-- BEGIN Data provided --

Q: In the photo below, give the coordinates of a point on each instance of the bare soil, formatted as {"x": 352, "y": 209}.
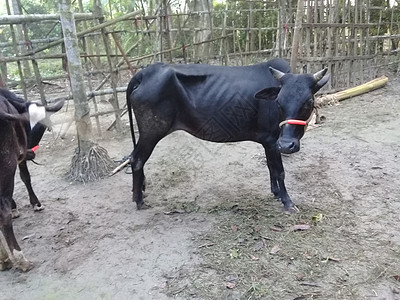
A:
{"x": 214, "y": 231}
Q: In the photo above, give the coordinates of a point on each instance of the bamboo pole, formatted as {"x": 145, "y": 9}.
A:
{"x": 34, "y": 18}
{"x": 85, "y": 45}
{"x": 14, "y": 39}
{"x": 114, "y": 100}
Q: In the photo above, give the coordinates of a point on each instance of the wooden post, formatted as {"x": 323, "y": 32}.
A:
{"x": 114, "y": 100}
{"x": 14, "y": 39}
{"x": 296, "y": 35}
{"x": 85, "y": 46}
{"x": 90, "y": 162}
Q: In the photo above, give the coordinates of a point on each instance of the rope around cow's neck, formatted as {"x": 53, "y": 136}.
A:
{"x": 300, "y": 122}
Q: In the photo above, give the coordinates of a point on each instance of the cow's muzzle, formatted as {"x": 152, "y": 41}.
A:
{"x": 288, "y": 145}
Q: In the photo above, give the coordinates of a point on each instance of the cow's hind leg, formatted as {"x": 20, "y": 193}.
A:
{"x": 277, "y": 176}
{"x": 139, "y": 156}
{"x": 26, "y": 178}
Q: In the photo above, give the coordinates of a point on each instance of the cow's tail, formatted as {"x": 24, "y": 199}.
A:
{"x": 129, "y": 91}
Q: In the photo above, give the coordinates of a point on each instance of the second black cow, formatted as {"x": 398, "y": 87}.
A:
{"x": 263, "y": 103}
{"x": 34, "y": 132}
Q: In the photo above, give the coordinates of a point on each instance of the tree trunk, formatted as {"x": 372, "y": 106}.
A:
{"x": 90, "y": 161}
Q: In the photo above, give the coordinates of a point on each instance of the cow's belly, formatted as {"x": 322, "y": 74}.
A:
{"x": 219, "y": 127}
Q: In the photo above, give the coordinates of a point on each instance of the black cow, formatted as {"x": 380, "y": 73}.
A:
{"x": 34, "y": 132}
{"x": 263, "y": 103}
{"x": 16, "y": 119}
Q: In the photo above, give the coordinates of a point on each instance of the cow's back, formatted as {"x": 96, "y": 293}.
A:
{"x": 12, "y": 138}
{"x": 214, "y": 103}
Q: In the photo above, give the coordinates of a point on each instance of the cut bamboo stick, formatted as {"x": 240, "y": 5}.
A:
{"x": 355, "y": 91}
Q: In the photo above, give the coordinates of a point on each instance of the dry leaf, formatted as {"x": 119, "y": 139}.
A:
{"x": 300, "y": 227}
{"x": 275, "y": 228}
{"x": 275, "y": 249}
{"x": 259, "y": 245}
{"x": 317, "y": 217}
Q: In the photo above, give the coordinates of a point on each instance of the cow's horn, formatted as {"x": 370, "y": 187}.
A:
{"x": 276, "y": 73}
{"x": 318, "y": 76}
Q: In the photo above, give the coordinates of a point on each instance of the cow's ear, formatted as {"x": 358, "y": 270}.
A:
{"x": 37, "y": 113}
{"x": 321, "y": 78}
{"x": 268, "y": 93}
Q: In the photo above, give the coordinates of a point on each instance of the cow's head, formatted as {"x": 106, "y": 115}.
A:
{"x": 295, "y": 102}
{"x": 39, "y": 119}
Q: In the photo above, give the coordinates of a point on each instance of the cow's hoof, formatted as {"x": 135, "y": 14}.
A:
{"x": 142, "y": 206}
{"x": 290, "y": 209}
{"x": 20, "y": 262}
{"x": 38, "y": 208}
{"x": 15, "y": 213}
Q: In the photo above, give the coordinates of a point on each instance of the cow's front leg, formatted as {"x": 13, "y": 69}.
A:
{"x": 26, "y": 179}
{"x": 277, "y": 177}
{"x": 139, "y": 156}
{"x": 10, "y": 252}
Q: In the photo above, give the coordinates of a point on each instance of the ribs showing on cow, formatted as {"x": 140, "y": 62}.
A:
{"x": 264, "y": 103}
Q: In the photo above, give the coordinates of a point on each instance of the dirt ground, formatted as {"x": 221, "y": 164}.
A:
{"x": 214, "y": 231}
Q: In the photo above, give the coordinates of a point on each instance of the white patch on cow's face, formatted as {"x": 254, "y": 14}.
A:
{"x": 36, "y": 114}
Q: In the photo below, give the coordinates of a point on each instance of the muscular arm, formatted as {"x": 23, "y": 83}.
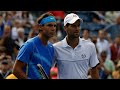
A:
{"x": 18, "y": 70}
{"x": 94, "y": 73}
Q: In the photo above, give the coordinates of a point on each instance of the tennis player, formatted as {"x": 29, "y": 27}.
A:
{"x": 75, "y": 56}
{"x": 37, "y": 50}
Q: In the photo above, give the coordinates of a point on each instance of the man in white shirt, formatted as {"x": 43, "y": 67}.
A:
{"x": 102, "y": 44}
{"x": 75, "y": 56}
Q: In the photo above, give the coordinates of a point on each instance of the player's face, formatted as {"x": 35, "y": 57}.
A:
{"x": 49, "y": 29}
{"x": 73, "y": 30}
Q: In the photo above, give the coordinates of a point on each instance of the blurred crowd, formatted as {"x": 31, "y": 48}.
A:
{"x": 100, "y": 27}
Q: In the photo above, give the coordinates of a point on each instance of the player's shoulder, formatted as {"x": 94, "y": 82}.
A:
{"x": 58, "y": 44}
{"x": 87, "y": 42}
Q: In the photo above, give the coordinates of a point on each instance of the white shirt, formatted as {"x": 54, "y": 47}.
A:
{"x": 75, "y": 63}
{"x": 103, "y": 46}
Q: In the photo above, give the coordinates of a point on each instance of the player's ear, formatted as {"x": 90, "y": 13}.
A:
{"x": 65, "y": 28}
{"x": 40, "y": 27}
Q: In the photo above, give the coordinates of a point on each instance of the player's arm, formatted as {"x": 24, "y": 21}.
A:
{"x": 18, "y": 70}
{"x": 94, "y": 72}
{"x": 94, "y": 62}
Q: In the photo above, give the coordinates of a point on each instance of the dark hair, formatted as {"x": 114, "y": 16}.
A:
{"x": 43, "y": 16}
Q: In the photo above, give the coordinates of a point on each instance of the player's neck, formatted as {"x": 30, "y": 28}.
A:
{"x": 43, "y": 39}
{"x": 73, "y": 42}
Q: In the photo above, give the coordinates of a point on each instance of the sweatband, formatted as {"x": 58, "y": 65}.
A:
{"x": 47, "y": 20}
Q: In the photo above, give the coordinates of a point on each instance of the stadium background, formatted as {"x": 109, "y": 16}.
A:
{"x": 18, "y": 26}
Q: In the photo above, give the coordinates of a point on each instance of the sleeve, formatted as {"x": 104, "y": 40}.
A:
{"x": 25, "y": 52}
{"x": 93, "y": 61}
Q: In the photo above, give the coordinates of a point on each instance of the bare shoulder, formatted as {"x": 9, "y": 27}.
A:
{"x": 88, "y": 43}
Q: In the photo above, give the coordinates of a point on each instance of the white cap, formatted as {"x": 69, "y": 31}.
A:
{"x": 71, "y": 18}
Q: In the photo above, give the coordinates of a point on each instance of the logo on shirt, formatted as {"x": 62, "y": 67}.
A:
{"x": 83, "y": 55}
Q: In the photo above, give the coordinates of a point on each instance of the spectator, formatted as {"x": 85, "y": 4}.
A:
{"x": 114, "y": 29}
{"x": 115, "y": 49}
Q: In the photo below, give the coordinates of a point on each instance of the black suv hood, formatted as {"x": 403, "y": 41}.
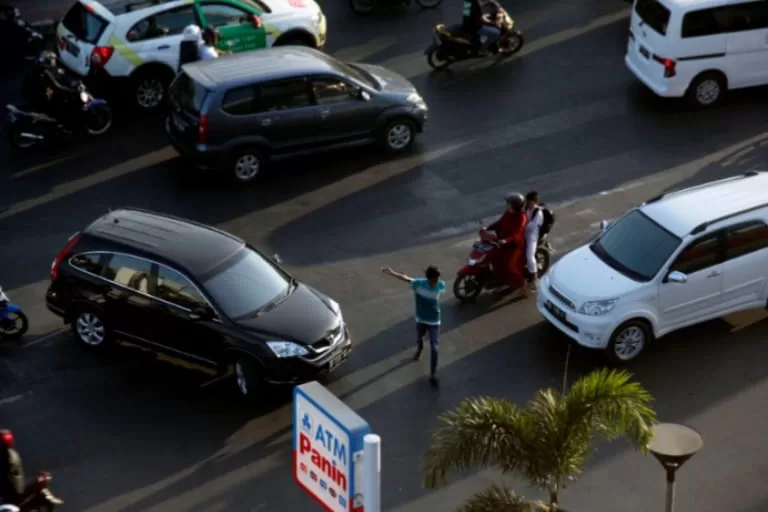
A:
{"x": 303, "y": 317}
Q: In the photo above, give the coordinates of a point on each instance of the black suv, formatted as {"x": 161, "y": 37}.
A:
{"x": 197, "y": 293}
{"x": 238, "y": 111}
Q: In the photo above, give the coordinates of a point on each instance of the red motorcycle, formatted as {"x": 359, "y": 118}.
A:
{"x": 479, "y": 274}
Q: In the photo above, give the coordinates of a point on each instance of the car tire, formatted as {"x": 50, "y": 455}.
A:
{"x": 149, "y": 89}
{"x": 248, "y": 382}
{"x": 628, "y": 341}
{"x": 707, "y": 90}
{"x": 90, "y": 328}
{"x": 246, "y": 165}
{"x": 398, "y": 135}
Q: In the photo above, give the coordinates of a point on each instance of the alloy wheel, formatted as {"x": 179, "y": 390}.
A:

-- END Data provided --

Beginning at the line that contains "suv hood, formatted", give the remaining lines of the records again exactly, through the last one. Leave out pictures.

Exercise output:
Q: In the photo below, give the coordinates of a point on each instance of the black suv hood, formatted as {"x": 403, "y": 41}.
A:
{"x": 303, "y": 317}
Q: In the photo above, give the coordinates of a point on each instance of the black suv, formatted as {"x": 161, "y": 37}.
A:
{"x": 197, "y": 293}
{"x": 238, "y": 111}
Q: In the photo above, give the coordinates of a point on each instance of the red motorcycle, formatted as {"x": 359, "y": 118}.
A:
{"x": 479, "y": 274}
Q: In the photo above, give the coordinates of a point on each instance of the car tire, formatted as {"x": 50, "y": 455}.
A:
{"x": 149, "y": 89}
{"x": 248, "y": 382}
{"x": 628, "y": 341}
{"x": 707, "y": 90}
{"x": 90, "y": 328}
{"x": 246, "y": 165}
{"x": 398, "y": 135}
Q: In the photo above, give the coordinates of a point on each instance of the alloy wheel, formatted as {"x": 179, "y": 390}.
A:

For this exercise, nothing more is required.